### CONSEGNA
Riprendi il brano sull'assoluzione di Dell'Utri e proseguilo a partire dall'ultima frase riportata.

La Cassazione ci dice che non basta provare il legame con la mafia se non si accerta che da quel legame è stato tratto un vantaggio.

Quindi per condannare Dell’Utri non basta accertare che la mafia abbia votato unita per Forza Italia, che le liste e le sezioni di quel partito siano state inquinate dalla presenza di mafiosi, di camorristi e di ‘ndranghetisti, non bastano i rapporti stretti di Dell’Utri con i Bontate, con i Cinà, e con i Mangano, o che certi capitali sporchi fatti a Palermo siano stati reinvestiti a Milano nel mondo dell’edilizia e della televisione mediante Berlusconi. Non bastano le condanne in primo grado e in appello. Ci chiediamo cosa ci vuole.

Con questo ennesimo bizantinismo giuridico inaugurato della sentenza che mandò assolto l’ex ministro Calogero Mannino, si giustifica la posizione di tanti altri politici – magari spacciandola per garantismo – invischiati fino al collo nei rapporti con le organizzazioni criminali, primo fra tutti il governatore della Sicilia, Raffaele Lombardo.

Ora, comprenderete benissimo che se non si recide il cordone ombelicale che unisce la politica alle organizzazioni criminali, non ne usciremo mai, saremo uno Stato a democrazia limitata, uno Stato governato perennemente da Cosa nostra.

E in uno Stato governato da un’organizzazione eversiva non c’è da meravigliarsi se la notizia dell’assoluzione di dell’Utri viene trattata come tante altre. Non è “la” notizia, ma un fatterello di cronaca da dimenticare nel giro di mezz’ora, senza contesto, senza memoria storica. Sappiamo tutto di Salvatore Parolisi, di Sabrina Misseri, di Garlasco, di Cogne, e non conosciamo le prove per le quali il braccio destro di Berlusconi è stato condannato in primo e in secondo grado. Chi sa chi erano (e chi sono) i boss amici di Dell’Utri, chi sa con quali soldi Berlusconi ha costruito il suo impero?

Tutto viene nascosto da una televisione che deve nascondere l’eversione di un sistema mafioso.

Di fronte a una “bomba” come l’assoluzione di Dell’Utri, perfino un programma come “Ballarò” – con i soliti argomenti, con i soliti politici, con le solite tabelle e con i soliti sondaggi, e dove paradossalmente l’unico che fa veramente informazione è Maurizio Crozza – appare un contenitore vuoto e monotono: il dibattito sulla politica italiana non può essere ridotto solo a una questione di carattere economico. È necessario discutere sulla tenuta democratica di questo Paese in relazione al condizionamento della mafia, della massoneria, dei servizi segreti deviati e della corruzione. Perché è da questo disastro morale che dipende il disastro economico della Nazione.

### DATI DA ANALIZZARE
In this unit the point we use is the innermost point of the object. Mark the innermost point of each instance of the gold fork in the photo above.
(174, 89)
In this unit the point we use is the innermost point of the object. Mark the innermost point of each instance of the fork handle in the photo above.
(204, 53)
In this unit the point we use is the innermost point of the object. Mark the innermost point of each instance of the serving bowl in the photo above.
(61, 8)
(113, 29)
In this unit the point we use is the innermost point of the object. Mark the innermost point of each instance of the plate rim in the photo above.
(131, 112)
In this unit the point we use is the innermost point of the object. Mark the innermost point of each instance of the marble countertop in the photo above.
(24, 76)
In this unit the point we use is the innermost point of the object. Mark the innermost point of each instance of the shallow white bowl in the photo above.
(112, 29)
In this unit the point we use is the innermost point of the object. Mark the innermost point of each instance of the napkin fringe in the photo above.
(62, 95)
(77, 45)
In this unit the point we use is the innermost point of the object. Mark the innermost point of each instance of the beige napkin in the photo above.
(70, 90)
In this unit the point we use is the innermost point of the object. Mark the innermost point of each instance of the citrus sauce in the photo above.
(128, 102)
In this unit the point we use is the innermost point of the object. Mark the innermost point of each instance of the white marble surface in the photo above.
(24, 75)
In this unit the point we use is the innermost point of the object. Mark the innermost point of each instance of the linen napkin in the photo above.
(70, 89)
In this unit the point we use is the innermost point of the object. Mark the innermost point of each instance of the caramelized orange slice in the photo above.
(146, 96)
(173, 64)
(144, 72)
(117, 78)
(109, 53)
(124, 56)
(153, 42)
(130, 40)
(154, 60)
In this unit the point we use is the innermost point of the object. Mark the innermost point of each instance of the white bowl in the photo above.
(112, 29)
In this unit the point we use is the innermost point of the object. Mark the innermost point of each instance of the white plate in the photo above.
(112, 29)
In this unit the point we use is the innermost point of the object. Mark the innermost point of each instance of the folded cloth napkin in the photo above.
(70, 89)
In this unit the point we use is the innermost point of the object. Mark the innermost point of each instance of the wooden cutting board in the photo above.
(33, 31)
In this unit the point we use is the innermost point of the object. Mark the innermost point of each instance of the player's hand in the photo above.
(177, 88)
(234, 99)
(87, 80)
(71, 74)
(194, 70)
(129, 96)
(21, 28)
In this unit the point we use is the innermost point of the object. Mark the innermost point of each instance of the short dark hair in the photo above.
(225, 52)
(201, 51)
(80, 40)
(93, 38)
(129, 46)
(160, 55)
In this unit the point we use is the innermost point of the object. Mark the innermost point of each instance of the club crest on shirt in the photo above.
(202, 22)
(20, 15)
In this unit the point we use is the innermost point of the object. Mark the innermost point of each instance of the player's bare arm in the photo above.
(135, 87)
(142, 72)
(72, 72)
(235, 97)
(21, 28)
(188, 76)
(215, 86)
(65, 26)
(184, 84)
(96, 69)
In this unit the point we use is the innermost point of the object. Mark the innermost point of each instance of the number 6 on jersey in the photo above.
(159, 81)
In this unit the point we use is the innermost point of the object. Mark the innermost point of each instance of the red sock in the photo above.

### LA TUA RISPOSTA
Il secondo evento negativo riguarda l’insulto che un altro personaggio eccellente come il generale del Ros, Antonio Subranni, imputato anch’egli di concorso esterno in associazione mafiosa, ha rivolto ad Agnese Borsellino (“la signora Borsellino è affetta da Alzheimer”, ha detto) perché la vedova del magistrato fatto a pezzi in via D’Amelio ha dichiarato di avere appreso dal marito che l’ufficiale era “punciutu”, cioè mafioso.

Chiedete in giro chi è il generale Subranni, chiedete alla gente se sa che è stato il maggiore depistatore del delitto di Peppino Impastato. E poi ci fate sapere.

Qui il problema – per chi non lo avesse ancora capito – non è fisiologico, ma patologico, e riguarda la malattia del sistema democratico.

I medici non possono essere solo i magistrati e i poliziotti onesti. E neanche la maggior parte dei partiti italiani, che ormai sono i più ammalati di tutti.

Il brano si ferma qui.